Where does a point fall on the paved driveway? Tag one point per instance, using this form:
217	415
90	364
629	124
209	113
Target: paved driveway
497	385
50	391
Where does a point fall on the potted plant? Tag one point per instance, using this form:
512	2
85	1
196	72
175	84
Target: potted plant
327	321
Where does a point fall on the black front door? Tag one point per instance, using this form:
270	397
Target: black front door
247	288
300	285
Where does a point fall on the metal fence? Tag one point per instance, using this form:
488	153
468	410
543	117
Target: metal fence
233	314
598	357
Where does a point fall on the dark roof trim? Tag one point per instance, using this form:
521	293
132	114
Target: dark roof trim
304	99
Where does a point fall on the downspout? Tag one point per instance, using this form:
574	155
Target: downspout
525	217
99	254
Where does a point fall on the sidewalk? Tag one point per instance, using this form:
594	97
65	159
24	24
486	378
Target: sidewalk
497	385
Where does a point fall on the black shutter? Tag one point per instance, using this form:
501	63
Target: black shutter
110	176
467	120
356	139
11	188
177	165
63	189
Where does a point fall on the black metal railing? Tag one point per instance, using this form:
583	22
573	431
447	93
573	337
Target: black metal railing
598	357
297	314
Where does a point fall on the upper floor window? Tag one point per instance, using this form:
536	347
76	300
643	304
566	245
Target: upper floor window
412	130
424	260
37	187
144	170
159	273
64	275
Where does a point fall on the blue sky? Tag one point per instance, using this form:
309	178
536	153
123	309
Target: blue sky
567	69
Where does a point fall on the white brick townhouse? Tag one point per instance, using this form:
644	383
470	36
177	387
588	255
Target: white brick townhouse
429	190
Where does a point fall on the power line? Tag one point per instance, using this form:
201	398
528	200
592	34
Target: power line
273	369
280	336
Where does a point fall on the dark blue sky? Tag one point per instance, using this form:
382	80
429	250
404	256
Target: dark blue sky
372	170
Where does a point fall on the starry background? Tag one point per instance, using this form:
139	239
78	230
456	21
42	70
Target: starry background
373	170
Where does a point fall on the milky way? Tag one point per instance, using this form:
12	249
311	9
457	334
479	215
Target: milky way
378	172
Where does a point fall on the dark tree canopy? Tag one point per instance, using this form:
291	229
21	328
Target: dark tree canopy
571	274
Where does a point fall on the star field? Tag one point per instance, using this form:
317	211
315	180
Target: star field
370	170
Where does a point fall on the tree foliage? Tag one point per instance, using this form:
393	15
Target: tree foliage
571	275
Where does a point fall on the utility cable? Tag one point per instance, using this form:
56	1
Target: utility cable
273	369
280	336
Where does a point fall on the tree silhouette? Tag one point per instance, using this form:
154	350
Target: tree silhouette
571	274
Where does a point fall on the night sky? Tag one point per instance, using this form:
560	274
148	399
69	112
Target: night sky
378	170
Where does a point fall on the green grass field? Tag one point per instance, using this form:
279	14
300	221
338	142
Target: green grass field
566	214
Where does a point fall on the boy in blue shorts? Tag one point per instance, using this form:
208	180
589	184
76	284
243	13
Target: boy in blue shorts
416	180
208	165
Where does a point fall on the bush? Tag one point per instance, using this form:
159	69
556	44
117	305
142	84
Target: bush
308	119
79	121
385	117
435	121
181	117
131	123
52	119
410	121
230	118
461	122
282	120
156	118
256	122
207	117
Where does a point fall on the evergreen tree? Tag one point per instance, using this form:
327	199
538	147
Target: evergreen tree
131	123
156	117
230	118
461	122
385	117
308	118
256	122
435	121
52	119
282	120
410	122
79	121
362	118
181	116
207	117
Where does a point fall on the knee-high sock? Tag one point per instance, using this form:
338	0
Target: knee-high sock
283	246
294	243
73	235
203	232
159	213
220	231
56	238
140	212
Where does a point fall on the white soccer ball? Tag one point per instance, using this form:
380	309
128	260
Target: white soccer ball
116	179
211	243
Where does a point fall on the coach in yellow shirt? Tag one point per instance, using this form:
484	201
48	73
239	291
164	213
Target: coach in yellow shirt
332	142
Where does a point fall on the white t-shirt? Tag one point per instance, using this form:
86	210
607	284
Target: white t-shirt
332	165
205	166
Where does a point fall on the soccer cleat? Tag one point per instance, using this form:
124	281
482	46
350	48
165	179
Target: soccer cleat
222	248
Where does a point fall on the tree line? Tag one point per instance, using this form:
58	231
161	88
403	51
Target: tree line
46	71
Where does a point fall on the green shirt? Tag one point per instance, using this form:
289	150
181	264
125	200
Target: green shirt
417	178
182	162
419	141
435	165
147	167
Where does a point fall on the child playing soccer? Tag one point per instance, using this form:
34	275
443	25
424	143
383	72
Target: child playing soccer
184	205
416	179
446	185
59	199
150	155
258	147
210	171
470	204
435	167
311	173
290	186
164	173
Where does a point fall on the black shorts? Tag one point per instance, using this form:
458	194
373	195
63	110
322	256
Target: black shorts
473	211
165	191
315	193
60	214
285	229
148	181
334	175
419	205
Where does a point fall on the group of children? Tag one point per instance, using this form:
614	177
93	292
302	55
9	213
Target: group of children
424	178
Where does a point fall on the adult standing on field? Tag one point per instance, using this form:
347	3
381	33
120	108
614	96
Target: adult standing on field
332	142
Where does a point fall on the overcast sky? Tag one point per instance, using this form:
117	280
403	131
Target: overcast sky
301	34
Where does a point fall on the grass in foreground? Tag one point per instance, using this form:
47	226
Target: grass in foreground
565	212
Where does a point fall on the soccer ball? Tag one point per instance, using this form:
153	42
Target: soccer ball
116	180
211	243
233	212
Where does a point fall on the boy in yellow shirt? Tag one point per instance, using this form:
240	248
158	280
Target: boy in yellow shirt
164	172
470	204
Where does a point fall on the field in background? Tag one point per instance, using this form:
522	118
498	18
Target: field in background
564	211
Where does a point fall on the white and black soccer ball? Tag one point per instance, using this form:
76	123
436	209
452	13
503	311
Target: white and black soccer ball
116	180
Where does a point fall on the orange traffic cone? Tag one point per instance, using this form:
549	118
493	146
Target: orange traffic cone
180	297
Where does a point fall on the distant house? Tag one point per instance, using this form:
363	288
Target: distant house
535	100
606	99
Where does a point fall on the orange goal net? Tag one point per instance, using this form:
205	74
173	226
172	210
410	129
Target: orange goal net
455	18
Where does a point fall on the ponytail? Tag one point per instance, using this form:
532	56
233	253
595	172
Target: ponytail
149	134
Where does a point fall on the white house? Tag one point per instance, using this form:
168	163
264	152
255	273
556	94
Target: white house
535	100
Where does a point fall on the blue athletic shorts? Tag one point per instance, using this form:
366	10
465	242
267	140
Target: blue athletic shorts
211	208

- Exercise description
Return the entries above exactly as they were written.

- Answer space
Where does a point fall on the paved driveway? Tag one point per instance, using this form:
217	415
90	364
629	124
209	113
Target: paved driveway
497	385
50	391
Where does a point fall on the potted plant? Tag one point per instance, using this form:
512	2
85	1
196	72
175	84
Target: potted plant
327	321
Where does a point fall on the black front door? Tag one point per instance, using this form:
270	397
Target: black front door
247	288
300	285
Where does a point fall on the metal fence? Tag one point per instance, using this form:
488	153
468	410
543	117
Target: metal fence
233	314
598	357
Where does a point fall on the dark roof trim? Tag one point per instance, using this form:
521	293
132	114
Target: dark roof trim
304	99
Where does a point fall on the downspout? Tag one point per instance, using this form:
574	155
Target: downspout
525	217
99	254
Where does a point fall on the sidewalk? Tag one point per instance, using this form:
594	97
65	159
24	24
486	378
Target: sidewalk
497	385
Where does a point fall on the black shutter? Tag one point per instance, using this form:
501	63
Target: black shutter
110	176
467	120
356	139
11	188
177	165
63	189
Where does a point fall on the black metal railing? Tag one point per instance, using this form:
583	22
573	431
447	93
573	337
Target: black metal railing
598	357
297	314
Where does a point fall on the upper floor window? Tag one point per instance, using this form:
536	347
76	300
643	304
566	245
Target: upper floor window
412	130
424	260
37	187
144	170
159	273
64	275
Where does a point fall on the blue sky? Tag one point per instance, using this form:
309	178
536	153
123	309
Target: blue sky
567	69
Where does a point fall on the white brick townhouse? Tag one point per instance, using this form:
644	383
470	36
177	387
588	255
Target: white brick townhouse
429	190
Where does a point fall on the power line? Tag one point per instance, using this form:
201	398
528	200
592	34
Target: power line
273	369
280	336
Where does a point fall on the dark blue sky? Tag one point per instance, using this form:
382	80
429	250
404	256
Target: dark blue sky
372	170
Where does a point fall on the starry background? Tag one point per instance, using this form:
139	239
78	230
456	21
42	70
Target: starry background
373	170
Where does a point fall on the milky way? Tag one point per instance, using this form:
12	249
311	9
457	334
479	215
Target: milky way
378	172
Where does a point fall on the dark tree canopy? Tag one point per instance, using this form:
291	229
21	328
Target: dark tree canopy
571	274
Where does a point fall on the star field? Tag one point per instance, using this form:
317	211
315	180
Target: star field
370	170
Where does a point fall on the tree foliage? Tag one point per instance, using this form:
393	15
Target: tree foliage
571	275
Where does a point fall on the utility cable? Tag one point per instance, using this form:
56	1
Target: utility cable
273	369
280	336
Where does a point fall on the tree silhouette? Tag one point per instance, using this form:
154	350
Target: tree silhouette
571	274
Where does a point fall on the night sky? Tag one point per instance, using this form:
560	274
148	399
69	112
Target: night sky
378	170
Where does a point fall on the green grass field? Tag one point per instance, using this form:
279	14
300	221
338	142
Target: green grass field
566	214
Where does a point fall on the boy in blue shorts? Tag one point per instance, using this form:
208	180
589	184
76	284
243	13
Target: boy in blue shorts
416	180
208	165
Where does a point fall on the bush? Tag one point per instance, using this form:
159	69
556	44
117	305
142	84
Target: bush
308	119
79	121
385	117
435	121
181	117
131	123
52	119
410	121
230	118
461	122
282	120
156	118
256	122
207	117
Where does a point fall on the evergreen tree? Tag one point per instance, using this form:
327	199
538	147
Target: evergreen tree
131	123
156	117
230	118
461	122
385	117
308	118
256	122
435	121
52	119
282	120
410	122
79	121
362	118
181	116
207	117
Where does a point fall on the knee-high sock? Tag one point per instance, using this form:
338	0
Target: knee-high sock
283	246
294	243
73	235
203	232
159	213
220	231
56	238
140	212
Where does a point fall on the white soccer ball? Tag one point per instance, using this form:
380	309
128	260
Target: white soccer ball
116	179
211	243
Where does a point fall on the coach in yellow shirt? Tag one point per instance, using this form:
484	201
48	73
239	291
164	213
Target: coach in yellow shirt
332	142
Where does a point fall on the white t-shirt? Tag one point per instance, using this form:
86	210
607	284
Target: white t-shirt
332	165
205	166
Where does a point fall on the soccer cleat? Tag one point per instance, using this form:
124	281
482	46
350	48
165	179
Target: soccer cleat
222	248
Where does a point fall on the tree line? Tag one point per instance, using this form:
58	231
161	88
403	51
Target: tree line
46	71
Where does a point fall on the green shirt? Tag one point per instance, using this form:
289	150
181	264
125	200
Target: green shirt
417	178
182	162
419	141
435	165
147	167
Where does a point fall on the child playing soccer? Tag one point per instance, using this form:
34	275
443	25
424	143
383	72
Target: child playing soccer
184	205
416	179
446	185
59	199
150	155
258	147
210	171
470	204
435	167
311	173
290	186
164	173
Where does a point fall on the black shorts? Tag one point per instance, using this form:
458	194
373	195
63	110
322	256
Target: black shorts
473	211
165	191
315	193
60	214
285	229
148	181
334	175
419	205
Where does a point fall on the group of children? Tag one point per instance, using this form:
614	177
93	292
302	55
9	213
Target: group of children
424	178
Where does a point fall on the adult standing on field? Tag one point per instance, using this form:
347	3
381	33
120	108
614	96
Target: adult standing on field
332	142
Where does a point fall on the overcast sky? Tag one point per instance, using this form:
117	280
403	131
Target: overcast sky
301	34
Where does a point fall on the grass in foreground? Tag one point per instance, using this form:
47	226
Target: grass in foreground
565	212
Where does a point fall on the soccer ball? Tag one point per instance, using this form:
153	42
Target: soccer ball
116	180
211	243
233	212
Where does a point fall on the boy in yellow shirt? Tag one point per instance, using this form:
240	248
158	280
Target: boy in yellow shirt
164	172
470	204
Where does a point fall on the field in background? Tag one point per instance, using this form:
522	118
498	18
Target: field in background
564	211
Where does a point fall on the white and black soccer ball? Tag one point per instance, using this form:
76	123
436	209
452	13
503	311
Target: white and black soccer ball
116	180
Where does a point fall on the orange traffic cone? Tag one point per instance, using this form:
549	118
493	146
Target: orange traffic cone
180	297
Where does a point fall on the distant house? Tag one point per instance, using this form:
363	288
Target: distant house
535	100
606	99
Where does a point fall on the orange goal net? Tag one point per instance, using this form:
205	74
173	226
172	210
410	129
Target: orange goal net
455	18
Where does a point fall on the ponytail? Tag one point per instance, using this form:
532	56
233	253
595	172
Target: ponytail
149	134
Where does a point fall on the white house? Tag one point per instance, using this form:
168	163
264	152
255	273
556	94
Target: white house
535	100
Where does a point fall on the blue athletic shorts? Tag one point per instance, using this form:
366	10
465	242
267	140
Target: blue athletic shorts
211	208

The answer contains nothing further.